START Source extract

Reasons I adore the KJV #10: It’s an actual book

One of the reasons I adore the KJV is because it is an actual book.

I realize that sounds like a strange thing to say, so let me explain.

It stands to reason that when we talk of the Bible, we mean a book. An actual book that you can hold in your hands. In fact, the Bible has often been referred to as The Book. 

I mean, anytime we talk about any other book by any other author, we mean an actual book, right?

We don’t have multiple versions of that book lying around with different words that the author forgot to include. I can’t pick up multiple versions of East of Eden, or have a conversation with someone about what words Shakespeare really meant to say.

In this day and age, any work that is complete is presented in the form of an actual book. 

That you can hold in your hands.

That is unique from all other actual books.

Every word of God is pure. And preserved.

The Bible says that every word of God is pure. That all Scripture is inspired by God. That God himself will preserve his words.

“The words of the Lord are pure words: as silver tried in a furnace of earth, purified seven times. Thou shalt keep them, O Lord, thou shalt preserve them from this generation for ever.”

—Psalm 12:6-7

If what God says is true, then those pure, inspired words must be preserved and exist somewhere today. Not in past (another word for “in the originals”), but for every generation, including ours today.

By faith, I believe God has preserved his words, his actual words, just as he promised.

END Source extract

— Challenge 1 —
Report every line of the listing that contains the string "green".
The listing has no connection to the KJV post.

START Given data

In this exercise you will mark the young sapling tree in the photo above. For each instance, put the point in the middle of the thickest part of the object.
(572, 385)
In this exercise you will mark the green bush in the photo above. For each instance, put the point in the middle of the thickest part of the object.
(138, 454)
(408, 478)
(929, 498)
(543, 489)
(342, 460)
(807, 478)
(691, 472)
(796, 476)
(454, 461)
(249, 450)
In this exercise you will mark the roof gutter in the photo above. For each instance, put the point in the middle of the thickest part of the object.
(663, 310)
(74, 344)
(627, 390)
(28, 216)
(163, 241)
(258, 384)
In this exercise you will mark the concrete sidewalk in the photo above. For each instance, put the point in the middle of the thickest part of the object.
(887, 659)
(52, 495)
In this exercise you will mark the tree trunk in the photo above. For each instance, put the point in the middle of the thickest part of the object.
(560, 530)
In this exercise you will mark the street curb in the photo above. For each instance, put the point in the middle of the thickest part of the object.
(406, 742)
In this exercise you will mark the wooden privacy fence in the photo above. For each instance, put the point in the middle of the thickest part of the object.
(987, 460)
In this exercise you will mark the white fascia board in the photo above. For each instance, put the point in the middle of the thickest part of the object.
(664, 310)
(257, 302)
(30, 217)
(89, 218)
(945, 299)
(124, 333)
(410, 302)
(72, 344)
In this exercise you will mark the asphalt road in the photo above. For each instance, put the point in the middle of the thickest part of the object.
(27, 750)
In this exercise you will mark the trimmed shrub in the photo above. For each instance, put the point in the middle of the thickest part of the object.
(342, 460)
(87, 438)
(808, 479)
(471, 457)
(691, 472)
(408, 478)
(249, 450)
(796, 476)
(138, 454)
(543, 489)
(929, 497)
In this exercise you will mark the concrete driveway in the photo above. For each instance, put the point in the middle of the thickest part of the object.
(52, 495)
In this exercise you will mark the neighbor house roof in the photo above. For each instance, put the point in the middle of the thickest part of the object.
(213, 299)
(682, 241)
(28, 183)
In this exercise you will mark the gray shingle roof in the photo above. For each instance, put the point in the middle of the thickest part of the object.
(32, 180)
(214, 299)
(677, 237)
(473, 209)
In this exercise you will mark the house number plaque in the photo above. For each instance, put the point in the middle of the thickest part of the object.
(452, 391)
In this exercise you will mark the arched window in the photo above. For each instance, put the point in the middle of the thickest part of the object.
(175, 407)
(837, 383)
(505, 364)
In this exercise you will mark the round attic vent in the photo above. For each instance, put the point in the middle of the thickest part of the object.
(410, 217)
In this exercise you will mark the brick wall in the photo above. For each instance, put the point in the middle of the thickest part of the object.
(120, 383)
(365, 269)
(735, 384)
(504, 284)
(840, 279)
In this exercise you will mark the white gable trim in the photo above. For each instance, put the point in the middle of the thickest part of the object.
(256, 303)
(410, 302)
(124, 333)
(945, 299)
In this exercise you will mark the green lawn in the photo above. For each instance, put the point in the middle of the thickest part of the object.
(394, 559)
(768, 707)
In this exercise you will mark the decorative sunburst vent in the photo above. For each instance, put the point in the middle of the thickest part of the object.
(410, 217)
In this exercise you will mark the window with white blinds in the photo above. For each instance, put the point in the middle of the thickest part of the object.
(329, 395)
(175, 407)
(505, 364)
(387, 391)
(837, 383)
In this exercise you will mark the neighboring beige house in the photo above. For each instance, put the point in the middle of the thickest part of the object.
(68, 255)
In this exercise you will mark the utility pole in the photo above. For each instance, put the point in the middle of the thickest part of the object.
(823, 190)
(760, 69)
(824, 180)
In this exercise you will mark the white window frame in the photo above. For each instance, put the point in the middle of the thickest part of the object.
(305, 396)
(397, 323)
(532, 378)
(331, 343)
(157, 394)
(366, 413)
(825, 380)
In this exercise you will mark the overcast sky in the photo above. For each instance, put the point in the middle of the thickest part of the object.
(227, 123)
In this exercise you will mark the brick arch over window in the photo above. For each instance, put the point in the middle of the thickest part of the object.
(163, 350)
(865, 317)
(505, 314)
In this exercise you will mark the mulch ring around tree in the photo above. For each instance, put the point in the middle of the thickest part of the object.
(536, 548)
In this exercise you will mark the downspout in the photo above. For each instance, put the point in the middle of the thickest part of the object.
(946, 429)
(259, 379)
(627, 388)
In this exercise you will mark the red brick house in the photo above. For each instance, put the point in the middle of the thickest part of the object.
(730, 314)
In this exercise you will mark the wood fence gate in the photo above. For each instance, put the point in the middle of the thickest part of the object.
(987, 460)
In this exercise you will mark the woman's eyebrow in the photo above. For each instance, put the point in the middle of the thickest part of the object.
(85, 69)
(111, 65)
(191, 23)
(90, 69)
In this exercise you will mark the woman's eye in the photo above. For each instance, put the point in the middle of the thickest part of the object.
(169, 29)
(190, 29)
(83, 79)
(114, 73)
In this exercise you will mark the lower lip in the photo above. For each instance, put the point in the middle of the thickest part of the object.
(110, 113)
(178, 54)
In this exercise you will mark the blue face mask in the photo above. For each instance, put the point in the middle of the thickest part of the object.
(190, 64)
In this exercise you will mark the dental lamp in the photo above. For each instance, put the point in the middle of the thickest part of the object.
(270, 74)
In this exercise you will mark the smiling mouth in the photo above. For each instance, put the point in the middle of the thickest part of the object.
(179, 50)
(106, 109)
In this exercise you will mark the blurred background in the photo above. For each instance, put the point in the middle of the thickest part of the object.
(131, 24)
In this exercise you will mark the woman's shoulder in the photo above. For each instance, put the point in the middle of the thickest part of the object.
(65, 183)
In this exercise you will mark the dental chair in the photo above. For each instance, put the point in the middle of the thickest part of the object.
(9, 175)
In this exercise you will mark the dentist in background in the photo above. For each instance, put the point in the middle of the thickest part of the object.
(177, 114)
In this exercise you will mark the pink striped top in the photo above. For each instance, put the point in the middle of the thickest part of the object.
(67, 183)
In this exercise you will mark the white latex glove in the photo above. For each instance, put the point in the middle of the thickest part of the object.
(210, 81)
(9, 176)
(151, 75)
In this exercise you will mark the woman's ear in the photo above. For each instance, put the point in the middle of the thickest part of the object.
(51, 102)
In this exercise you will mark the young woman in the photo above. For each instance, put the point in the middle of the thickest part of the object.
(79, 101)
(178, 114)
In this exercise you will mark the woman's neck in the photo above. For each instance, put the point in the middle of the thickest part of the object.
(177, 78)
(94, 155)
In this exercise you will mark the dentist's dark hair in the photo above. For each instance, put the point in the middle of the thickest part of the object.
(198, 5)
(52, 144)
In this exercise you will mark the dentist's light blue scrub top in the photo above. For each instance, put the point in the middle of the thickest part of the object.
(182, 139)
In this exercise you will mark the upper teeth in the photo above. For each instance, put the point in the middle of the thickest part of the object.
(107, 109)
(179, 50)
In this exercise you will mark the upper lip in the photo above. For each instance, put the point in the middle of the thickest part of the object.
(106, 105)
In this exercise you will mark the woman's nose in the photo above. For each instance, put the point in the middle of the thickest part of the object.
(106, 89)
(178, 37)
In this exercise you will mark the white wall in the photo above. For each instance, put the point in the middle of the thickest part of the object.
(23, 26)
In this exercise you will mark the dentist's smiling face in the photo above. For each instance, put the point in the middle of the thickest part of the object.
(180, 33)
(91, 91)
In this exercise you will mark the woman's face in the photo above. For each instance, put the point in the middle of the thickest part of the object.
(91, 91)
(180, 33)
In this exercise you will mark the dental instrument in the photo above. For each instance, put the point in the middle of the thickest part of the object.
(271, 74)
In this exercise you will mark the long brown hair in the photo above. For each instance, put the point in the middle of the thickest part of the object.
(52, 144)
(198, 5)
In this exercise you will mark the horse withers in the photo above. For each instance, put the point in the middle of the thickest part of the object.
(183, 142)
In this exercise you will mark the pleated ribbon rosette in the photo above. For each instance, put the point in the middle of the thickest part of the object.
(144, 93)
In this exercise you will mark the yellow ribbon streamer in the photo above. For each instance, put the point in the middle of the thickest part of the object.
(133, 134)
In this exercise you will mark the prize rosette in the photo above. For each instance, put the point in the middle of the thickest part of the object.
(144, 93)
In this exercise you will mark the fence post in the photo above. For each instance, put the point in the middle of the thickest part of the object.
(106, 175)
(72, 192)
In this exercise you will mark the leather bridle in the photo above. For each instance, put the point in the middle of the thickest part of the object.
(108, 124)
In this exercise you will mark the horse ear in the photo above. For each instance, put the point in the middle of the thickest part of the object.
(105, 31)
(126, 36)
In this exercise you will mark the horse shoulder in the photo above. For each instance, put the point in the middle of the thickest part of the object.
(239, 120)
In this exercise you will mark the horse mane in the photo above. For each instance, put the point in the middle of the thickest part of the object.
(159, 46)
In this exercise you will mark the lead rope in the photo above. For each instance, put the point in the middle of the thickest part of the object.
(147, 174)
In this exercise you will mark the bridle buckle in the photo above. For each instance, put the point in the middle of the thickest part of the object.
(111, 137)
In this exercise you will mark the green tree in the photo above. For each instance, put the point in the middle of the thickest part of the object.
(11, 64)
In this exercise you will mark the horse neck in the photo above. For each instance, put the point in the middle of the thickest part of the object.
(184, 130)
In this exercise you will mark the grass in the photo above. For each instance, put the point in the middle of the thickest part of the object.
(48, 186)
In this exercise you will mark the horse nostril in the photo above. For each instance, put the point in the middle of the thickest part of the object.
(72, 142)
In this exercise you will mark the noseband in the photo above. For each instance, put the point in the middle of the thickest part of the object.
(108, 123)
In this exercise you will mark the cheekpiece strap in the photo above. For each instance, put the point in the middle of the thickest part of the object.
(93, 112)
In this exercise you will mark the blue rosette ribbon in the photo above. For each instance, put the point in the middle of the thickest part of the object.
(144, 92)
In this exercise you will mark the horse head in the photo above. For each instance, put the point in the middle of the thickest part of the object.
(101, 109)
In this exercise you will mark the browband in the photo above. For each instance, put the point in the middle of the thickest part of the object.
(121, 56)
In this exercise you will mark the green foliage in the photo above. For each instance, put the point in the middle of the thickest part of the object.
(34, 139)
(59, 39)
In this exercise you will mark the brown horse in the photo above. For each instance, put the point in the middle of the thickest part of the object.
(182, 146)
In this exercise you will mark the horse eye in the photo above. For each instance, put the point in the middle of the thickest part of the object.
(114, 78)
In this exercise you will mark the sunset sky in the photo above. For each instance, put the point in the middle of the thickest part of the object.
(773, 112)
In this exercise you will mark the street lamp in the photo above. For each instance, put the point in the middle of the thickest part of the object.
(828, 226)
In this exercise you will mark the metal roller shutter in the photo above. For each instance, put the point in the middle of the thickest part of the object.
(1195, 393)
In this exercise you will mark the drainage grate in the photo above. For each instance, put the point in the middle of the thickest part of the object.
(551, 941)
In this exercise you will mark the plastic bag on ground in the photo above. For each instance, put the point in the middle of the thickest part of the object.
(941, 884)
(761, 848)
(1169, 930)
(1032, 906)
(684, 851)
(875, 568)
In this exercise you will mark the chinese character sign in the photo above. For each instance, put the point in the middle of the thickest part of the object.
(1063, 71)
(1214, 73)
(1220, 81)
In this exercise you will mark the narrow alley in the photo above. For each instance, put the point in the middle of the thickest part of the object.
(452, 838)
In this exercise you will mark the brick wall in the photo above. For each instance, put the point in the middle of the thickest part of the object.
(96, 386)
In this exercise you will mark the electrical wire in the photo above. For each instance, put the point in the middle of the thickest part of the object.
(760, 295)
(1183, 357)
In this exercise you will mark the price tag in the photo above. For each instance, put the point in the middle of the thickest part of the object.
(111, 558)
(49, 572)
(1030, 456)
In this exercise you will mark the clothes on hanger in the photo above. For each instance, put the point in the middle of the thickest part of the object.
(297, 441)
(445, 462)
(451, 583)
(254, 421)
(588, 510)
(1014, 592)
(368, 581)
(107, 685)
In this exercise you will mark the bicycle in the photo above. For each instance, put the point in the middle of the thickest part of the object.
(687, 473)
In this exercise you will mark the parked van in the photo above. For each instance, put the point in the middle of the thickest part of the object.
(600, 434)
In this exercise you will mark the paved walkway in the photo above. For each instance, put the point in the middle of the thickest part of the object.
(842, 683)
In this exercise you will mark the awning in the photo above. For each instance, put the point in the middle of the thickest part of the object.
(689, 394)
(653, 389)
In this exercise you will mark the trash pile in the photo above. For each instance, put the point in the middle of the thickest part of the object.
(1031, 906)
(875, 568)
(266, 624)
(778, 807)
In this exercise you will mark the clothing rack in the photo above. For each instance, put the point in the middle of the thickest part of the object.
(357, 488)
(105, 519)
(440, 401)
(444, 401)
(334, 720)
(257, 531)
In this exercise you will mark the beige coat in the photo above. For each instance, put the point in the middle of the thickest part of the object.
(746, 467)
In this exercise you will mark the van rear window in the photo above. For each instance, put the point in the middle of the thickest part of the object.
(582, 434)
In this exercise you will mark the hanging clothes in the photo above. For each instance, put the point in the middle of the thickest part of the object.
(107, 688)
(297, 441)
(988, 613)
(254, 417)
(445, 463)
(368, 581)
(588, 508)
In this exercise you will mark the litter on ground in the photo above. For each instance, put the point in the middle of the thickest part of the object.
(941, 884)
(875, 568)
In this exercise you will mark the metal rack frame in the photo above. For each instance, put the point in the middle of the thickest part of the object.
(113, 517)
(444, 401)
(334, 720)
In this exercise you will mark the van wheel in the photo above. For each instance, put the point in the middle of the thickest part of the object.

END Given data

— Challenge 2 —
Please list every sentence in the KJV post that begins with the word "That".

— Written response 1 —
In this exercise you will mark the green bush in the photo above. For each instance, put the point in the middle of the thickest part of the object.
In this exercise you will mark the green lawn in the photo above. For each instance, put the point in the middle of the thickest part of the object.
In this exercise you will mark the green tree in the photo above. For each instance, put the point in the middle of the thickest part of the object.
In this exercise you will mark the green foliage in the photo above. For each instance, put the point in the middle of the thickest part of the object.

— Written response 2 —
- That you can hold in your hands.
- That is unique from all other actual books.
- That all Scripture is inspired by God.
- That God himself will preserve his words.